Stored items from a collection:
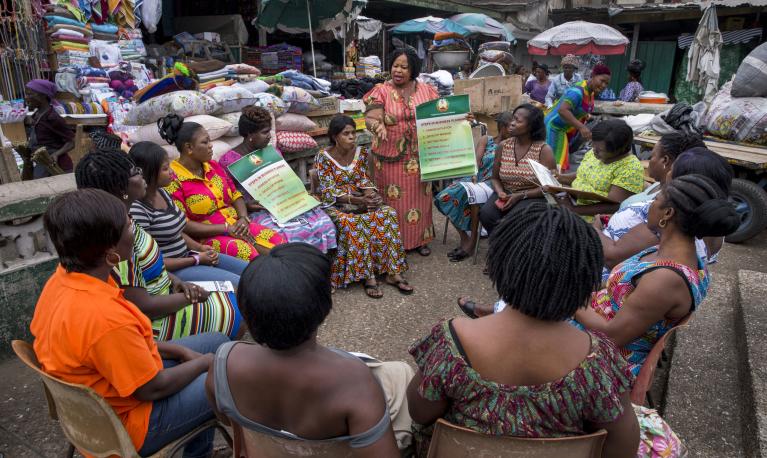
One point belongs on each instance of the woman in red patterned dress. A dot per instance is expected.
(391, 118)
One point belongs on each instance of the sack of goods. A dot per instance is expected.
(740, 119)
(751, 77)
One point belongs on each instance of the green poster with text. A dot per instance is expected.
(269, 179)
(445, 142)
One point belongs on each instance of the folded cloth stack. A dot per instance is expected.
(354, 89)
(212, 73)
(69, 38)
(106, 32)
(307, 82)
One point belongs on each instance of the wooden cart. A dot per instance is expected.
(748, 188)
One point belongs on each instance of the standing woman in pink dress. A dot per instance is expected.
(391, 118)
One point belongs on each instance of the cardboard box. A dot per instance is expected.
(328, 106)
(492, 95)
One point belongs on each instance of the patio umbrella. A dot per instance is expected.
(703, 56)
(579, 38)
(297, 16)
(482, 24)
(430, 25)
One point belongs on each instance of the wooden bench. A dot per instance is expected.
(750, 157)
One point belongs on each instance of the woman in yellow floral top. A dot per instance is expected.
(202, 189)
(610, 169)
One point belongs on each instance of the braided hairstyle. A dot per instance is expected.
(108, 170)
(176, 132)
(545, 261)
(616, 134)
(675, 143)
(254, 119)
(701, 208)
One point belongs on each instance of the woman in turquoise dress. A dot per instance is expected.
(568, 116)
(462, 209)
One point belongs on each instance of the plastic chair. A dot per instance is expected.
(253, 443)
(641, 389)
(451, 441)
(88, 422)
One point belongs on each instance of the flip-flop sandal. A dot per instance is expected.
(459, 256)
(468, 308)
(399, 285)
(373, 291)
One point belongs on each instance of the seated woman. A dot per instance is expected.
(526, 372)
(313, 227)
(369, 242)
(653, 291)
(626, 234)
(202, 188)
(165, 222)
(289, 386)
(454, 201)
(610, 169)
(87, 333)
(46, 128)
(513, 178)
(177, 309)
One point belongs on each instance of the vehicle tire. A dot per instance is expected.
(751, 204)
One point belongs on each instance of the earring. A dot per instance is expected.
(113, 264)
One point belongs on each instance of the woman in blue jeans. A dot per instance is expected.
(179, 413)
(158, 215)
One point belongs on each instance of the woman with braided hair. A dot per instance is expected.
(526, 372)
(653, 291)
(203, 190)
(314, 226)
(177, 309)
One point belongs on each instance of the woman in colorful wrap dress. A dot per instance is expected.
(203, 190)
(177, 309)
(391, 118)
(568, 116)
(369, 241)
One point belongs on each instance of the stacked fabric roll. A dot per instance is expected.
(69, 38)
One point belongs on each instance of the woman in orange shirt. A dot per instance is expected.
(86, 332)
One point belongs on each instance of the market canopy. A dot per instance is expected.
(306, 16)
(482, 24)
(430, 25)
(579, 38)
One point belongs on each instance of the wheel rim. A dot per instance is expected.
(742, 209)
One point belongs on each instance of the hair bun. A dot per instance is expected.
(714, 218)
(169, 127)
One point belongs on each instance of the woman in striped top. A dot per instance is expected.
(162, 219)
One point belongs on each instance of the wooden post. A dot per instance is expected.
(634, 41)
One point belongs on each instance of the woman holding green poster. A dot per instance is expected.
(369, 241)
(391, 118)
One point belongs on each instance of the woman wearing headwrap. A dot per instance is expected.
(560, 83)
(568, 116)
(46, 129)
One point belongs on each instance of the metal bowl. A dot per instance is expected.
(450, 59)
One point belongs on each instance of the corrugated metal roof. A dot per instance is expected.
(728, 38)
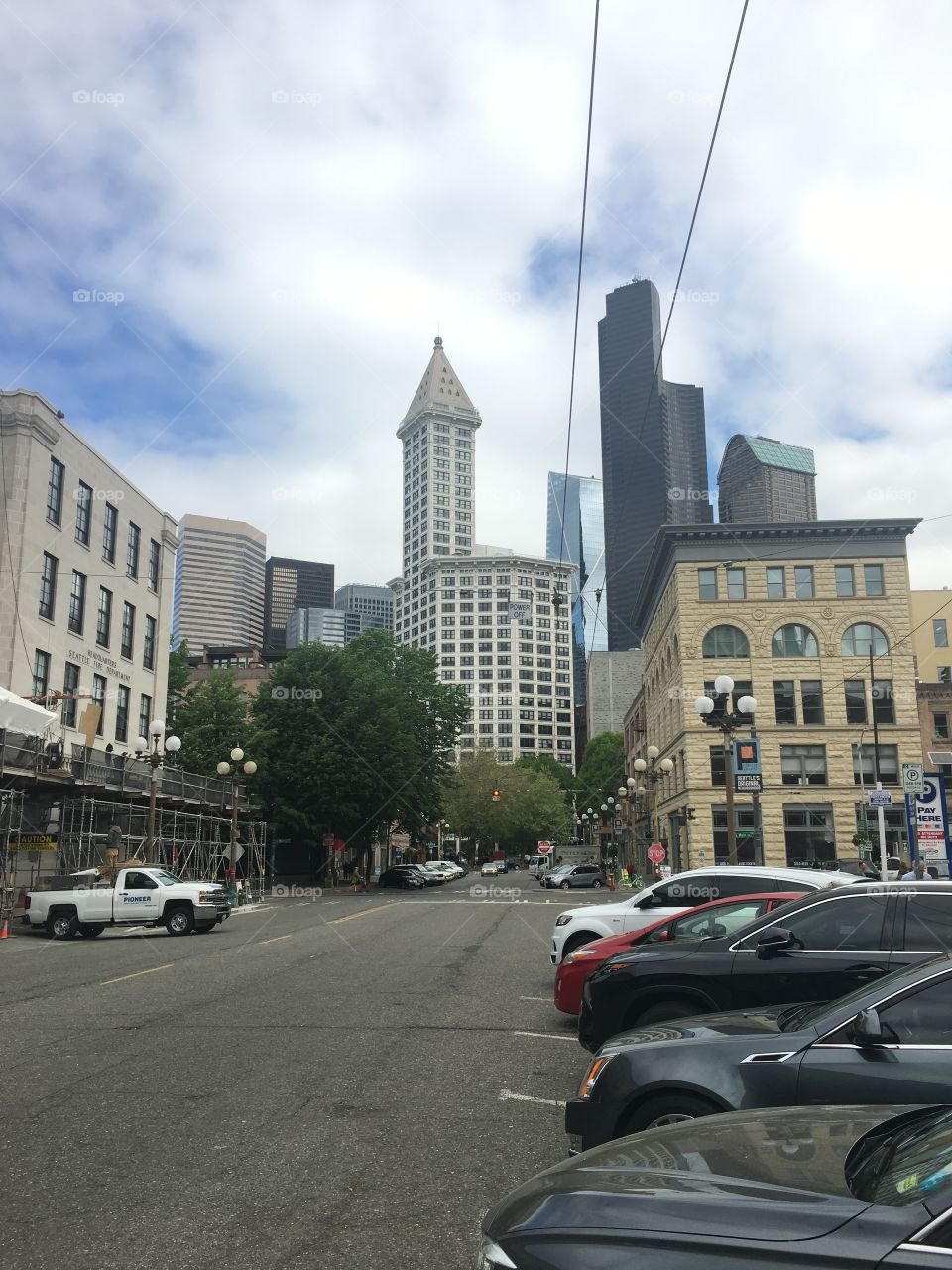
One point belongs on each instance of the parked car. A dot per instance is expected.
(402, 875)
(847, 1188)
(892, 1039)
(815, 949)
(706, 922)
(673, 896)
(570, 876)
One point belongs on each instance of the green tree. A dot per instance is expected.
(602, 770)
(211, 719)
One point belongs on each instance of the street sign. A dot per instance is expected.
(748, 783)
(912, 778)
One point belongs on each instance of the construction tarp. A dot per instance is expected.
(17, 714)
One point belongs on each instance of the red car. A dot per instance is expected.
(719, 917)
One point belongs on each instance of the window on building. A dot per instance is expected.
(48, 585)
(128, 629)
(803, 580)
(803, 765)
(873, 579)
(784, 701)
(84, 512)
(846, 580)
(707, 584)
(149, 644)
(54, 492)
(99, 699)
(725, 642)
(811, 697)
(865, 765)
(122, 712)
(111, 524)
(70, 688)
(775, 581)
(104, 617)
(861, 638)
(41, 674)
(884, 705)
(794, 640)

### What you will do
Exactly as written, give every entry again, but not the pictures.

### Task solution
One point belongs on each instance of the woman in red patterned dress. A dot per instance is expected.
(391, 118)
One point belongs on each instance of the sack of goods. A dot per instance is expected.
(740, 119)
(751, 77)
One point belongs on each instance of the green poster with text. A dot per instance is expected.
(269, 179)
(445, 142)
One point belongs on each instance of the folded cloth stack. A dot per instance is expected.
(354, 89)
(212, 73)
(69, 38)
(106, 32)
(307, 82)
One point belongs on each instance of the wooden cart. A dot per instance is expected.
(748, 188)
One point belongs on each instance of the standing woman in pink dress. A dot per instance is expected.
(391, 118)
One point belongs on each instance of the cardboard box. A dot per instance is expected.
(328, 106)
(492, 95)
One point belongs on each instance of the patio umbrella. A dot per instance is expected.
(703, 56)
(579, 38)
(297, 16)
(482, 24)
(430, 25)
One point belongs on each instance of the wooden bench. A dot per instance is expected.
(750, 157)
One point belongs on each instance of the woman in yellow floral top. A dot per instance is expected.
(202, 189)
(610, 169)
One point belongs on each instance of the braided hairstyle. A dot per instance is expected.
(108, 170)
(176, 132)
(545, 261)
(616, 134)
(675, 143)
(254, 119)
(701, 208)
One point belongs on each instance of the woman in turquoise dress. A dot per instance is expected.
(568, 116)
(462, 209)
One point belongs on each instance of the plastic chair. A dot per instance is expected.
(253, 443)
(641, 389)
(451, 441)
(88, 422)
One point belongs on each instance of the flip-flop sandal. A dot per instance is expected.
(459, 256)
(468, 308)
(399, 285)
(373, 291)
One point belongs on each instance of the seated woman. A dot per instance is expected.
(526, 372)
(313, 227)
(369, 242)
(653, 291)
(626, 234)
(202, 188)
(165, 222)
(289, 386)
(454, 201)
(610, 169)
(87, 333)
(46, 128)
(513, 178)
(177, 309)
One point belongs on each instance of the vehicle tire. A dot per instance is expected.
(751, 204)
One point belongs on each instance of the earring. A dot per instance is expected.
(113, 264)
One point belongs on each instance of the woman in blue jeans. A dot per instance is expected.
(179, 413)
(158, 215)
One point belongs on each instance of the woman with braided hair. A dot per instance is expected.
(526, 372)
(653, 291)
(203, 190)
(314, 226)
(177, 309)
One point belongs on each instance of the woman in colorful wrap dress. A dot per instance is expected.
(203, 190)
(177, 309)
(391, 118)
(568, 116)
(369, 241)
One point belongs on each instance of the stacked fabric roll. A dot per instance is expected.
(69, 38)
One point belongs on each instance of the woman in orange shirt. A dot per instance is expected.
(86, 332)
One point belongs on each instance of the market canopy. A dot per instance is expected.
(306, 16)
(482, 24)
(430, 25)
(579, 38)
One point belongs on each instance of the wheel rim. A dot per instance is expected.
(742, 209)
One point belongs on each instance of the hair bun. A dot per instance is expected.
(714, 218)
(169, 127)
One point belongs on each instance of the woman in striped top. A dot per instance is expected.
(162, 219)
One point belongs on each instance of the wooden post. A dot per instance is expected.
(634, 41)
One point belongs on each instance of the woman holding green poster. A dot per instance is expected.
(369, 241)
(391, 118)
One point belongs on each instance of the woman wearing headwrap. A dot per instance is expected.
(560, 83)
(568, 116)
(46, 129)
One point belongs on each instance of the metal bowl. A dot per instance is expected.
(450, 59)
One point belongs on each instance of the corrugated metal roof. A dot per instance is expected.
(728, 38)
One point belongs on each instance of the parked car. A dot per instance is expected.
(402, 875)
(847, 1188)
(892, 1039)
(815, 949)
(706, 922)
(673, 896)
(570, 876)
One point belongs on each instance of the green tree. A dot per instance is expected.
(602, 770)
(211, 719)
One point belongs on each instance of the street sign. A dot per instance is expected.
(748, 783)
(912, 778)
One point belongs on each instance of the construction tarp. A dot per instance is expected.
(17, 714)
One point belongs on each instance of the red car. A dot per instance is expected.
(719, 917)
One point belongs on each instance of the window on building. A dot per instance is expected.
(48, 585)
(128, 629)
(803, 580)
(803, 765)
(873, 579)
(784, 701)
(84, 512)
(846, 580)
(707, 584)
(149, 644)
(54, 492)
(99, 699)
(725, 642)
(811, 697)
(865, 765)
(122, 712)
(111, 524)
(70, 688)
(775, 581)
(104, 617)
(861, 638)
(41, 674)
(884, 705)
(794, 640)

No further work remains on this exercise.